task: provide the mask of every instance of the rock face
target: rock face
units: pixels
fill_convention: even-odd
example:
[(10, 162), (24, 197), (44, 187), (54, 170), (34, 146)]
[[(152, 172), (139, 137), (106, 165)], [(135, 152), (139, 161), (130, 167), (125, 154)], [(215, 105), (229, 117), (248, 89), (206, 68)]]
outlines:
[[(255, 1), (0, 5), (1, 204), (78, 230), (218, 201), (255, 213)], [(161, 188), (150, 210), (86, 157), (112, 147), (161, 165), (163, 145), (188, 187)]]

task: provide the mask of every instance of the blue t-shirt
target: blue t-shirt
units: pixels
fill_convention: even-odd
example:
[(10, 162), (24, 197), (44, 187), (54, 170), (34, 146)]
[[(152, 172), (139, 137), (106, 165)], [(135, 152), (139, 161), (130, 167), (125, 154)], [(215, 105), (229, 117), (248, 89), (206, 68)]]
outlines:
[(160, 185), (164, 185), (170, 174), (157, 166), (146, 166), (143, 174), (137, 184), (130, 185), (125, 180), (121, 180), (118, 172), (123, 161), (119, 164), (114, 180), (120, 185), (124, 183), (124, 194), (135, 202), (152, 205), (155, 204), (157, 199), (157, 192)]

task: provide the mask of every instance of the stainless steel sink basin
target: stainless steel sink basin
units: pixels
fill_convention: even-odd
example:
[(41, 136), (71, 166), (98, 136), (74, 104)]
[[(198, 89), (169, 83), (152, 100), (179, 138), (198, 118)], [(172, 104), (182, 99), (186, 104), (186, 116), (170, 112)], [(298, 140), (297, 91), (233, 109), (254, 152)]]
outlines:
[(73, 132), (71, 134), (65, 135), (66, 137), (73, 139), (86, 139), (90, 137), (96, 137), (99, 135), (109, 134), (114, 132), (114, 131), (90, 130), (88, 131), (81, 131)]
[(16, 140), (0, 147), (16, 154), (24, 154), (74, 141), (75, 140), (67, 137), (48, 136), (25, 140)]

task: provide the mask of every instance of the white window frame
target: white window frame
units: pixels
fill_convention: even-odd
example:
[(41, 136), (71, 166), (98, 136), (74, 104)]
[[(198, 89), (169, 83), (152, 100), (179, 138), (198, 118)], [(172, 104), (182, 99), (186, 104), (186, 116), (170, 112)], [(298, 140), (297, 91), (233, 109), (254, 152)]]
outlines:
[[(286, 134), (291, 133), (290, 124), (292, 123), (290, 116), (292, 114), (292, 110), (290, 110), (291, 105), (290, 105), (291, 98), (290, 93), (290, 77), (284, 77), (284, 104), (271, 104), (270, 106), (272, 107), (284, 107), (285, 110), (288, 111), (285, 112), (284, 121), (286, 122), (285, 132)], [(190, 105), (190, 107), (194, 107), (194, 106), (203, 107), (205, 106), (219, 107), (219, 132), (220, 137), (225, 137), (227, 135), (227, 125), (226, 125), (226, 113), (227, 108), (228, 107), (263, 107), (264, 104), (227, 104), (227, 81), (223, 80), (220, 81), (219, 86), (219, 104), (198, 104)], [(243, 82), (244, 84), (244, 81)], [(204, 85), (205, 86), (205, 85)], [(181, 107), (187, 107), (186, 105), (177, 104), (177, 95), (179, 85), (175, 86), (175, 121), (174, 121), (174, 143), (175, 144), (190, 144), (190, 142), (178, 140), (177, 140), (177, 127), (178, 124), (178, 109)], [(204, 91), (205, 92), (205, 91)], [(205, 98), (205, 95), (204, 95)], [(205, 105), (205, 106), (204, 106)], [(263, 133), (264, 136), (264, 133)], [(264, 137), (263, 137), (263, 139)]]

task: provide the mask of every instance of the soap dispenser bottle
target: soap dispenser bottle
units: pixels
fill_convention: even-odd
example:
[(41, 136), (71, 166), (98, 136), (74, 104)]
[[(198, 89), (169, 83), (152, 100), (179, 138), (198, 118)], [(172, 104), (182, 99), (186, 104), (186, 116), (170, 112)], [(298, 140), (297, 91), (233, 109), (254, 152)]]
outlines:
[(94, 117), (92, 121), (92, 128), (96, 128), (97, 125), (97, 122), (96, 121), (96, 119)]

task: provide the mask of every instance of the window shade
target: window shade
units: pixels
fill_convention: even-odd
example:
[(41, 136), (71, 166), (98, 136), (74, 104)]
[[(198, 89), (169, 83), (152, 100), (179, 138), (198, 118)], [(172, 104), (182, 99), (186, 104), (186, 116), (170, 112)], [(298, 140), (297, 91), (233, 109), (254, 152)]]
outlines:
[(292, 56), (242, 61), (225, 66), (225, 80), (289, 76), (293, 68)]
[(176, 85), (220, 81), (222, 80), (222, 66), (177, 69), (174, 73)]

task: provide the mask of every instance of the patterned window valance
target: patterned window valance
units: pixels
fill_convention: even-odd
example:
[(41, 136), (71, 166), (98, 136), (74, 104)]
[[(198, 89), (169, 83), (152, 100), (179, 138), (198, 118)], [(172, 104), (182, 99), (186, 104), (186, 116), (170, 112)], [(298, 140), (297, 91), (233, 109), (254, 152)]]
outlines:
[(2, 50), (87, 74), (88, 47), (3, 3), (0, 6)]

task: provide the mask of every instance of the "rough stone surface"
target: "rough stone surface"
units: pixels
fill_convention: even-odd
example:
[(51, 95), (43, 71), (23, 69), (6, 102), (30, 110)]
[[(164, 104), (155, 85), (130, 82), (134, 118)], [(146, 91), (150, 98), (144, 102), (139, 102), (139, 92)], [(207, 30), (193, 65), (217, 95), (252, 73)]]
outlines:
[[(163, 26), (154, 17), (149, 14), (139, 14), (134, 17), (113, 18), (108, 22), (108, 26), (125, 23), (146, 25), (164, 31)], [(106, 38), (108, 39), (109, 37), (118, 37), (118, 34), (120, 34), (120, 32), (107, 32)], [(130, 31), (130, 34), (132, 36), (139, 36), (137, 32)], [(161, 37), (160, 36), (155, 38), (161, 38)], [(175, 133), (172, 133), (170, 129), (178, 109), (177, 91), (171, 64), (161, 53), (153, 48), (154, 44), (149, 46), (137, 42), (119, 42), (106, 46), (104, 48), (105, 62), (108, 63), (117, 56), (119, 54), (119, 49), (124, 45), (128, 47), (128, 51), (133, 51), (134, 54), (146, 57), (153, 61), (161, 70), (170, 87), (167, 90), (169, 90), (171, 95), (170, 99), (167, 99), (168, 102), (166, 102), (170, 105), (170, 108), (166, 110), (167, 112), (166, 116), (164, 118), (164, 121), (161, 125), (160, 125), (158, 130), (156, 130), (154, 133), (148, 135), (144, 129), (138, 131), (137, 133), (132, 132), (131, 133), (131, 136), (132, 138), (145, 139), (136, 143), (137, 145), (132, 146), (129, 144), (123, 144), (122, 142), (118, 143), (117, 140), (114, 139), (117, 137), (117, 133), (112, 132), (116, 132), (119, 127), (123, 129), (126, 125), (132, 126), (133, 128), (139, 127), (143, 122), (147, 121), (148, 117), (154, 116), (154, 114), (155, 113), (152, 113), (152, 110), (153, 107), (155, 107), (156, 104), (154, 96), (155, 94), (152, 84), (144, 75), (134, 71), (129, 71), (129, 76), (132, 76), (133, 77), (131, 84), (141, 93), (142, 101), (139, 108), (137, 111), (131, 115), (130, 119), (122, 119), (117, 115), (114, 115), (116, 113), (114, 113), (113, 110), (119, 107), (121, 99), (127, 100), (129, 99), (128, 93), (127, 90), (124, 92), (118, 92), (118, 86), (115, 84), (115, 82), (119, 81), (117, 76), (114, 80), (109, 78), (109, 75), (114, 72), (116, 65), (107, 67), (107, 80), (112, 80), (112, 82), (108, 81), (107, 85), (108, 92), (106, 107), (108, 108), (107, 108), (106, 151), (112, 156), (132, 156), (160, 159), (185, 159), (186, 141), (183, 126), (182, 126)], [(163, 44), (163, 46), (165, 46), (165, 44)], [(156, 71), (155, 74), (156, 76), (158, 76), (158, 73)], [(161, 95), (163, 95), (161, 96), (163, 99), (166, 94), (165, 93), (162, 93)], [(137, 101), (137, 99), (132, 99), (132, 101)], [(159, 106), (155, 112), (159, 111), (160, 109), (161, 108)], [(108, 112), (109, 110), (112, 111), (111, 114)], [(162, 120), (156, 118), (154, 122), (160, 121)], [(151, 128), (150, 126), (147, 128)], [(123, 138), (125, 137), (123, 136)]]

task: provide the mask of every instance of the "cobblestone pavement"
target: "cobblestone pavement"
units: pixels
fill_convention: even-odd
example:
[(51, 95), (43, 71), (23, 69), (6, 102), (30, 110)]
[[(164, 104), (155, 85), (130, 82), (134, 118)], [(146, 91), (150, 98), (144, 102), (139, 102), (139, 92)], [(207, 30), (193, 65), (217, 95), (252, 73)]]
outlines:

- - - - -

Please reproduce, unchanged, the lines starting at the one containing "task: provide the mask of every instance of the blue" and ending with the one containing "199), (157, 192)]", including both of those.

task: provide the mask of every instance of the blue t-shirt
target: blue t-shirt
units: pixels
fill_convention: even-odd
example:
[(10, 162), (24, 197), (44, 187), (54, 170), (34, 146)]
[[(152, 172), (139, 137), (106, 165)], [(135, 152), (139, 161), (130, 167), (125, 154)], [(215, 105), (229, 117), (248, 89), (206, 68)]]
outlines:
[(160, 185), (164, 185), (170, 174), (157, 166), (146, 166), (143, 174), (137, 184), (130, 185), (125, 180), (121, 180), (118, 172), (123, 161), (119, 164), (114, 180), (120, 185), (124, 183), (124, 194), (135, 202), (152, 205), (155, 204), (157, 199), (157, 192)]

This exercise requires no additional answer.